[begin Dataset entries]
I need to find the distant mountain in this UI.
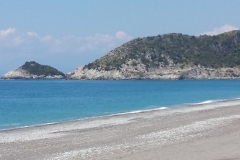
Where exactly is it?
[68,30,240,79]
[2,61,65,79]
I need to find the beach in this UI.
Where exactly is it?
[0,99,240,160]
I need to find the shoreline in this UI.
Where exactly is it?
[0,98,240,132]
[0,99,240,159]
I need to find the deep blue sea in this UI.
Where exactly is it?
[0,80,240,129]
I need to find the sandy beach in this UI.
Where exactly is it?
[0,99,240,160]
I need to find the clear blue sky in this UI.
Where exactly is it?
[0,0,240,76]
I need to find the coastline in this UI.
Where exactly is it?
[end Dataset entries]
[begin Dataset entries]
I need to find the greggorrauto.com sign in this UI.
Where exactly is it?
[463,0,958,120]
[end Dataset entries]
[begin Dataset entries]
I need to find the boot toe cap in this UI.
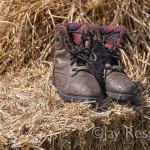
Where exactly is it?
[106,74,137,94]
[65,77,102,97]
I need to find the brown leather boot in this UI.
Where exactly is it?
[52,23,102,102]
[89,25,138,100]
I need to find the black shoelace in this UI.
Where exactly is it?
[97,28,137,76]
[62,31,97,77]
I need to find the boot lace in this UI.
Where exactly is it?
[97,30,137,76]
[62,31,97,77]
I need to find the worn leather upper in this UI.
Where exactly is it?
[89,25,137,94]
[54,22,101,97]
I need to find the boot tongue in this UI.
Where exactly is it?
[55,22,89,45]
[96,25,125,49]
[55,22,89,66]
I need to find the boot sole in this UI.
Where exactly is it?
[end Dataset entries]
In the entries between the lines holding "I need to find the greggorrauto.com" and "[463,0,958,120]", inclusive, swap "sign" for "logo". Give back only those lines, with everything else left as is.

I need to find the greggorrauto.com logo in this UI.
Where exactly is it?
[463,0,958,120]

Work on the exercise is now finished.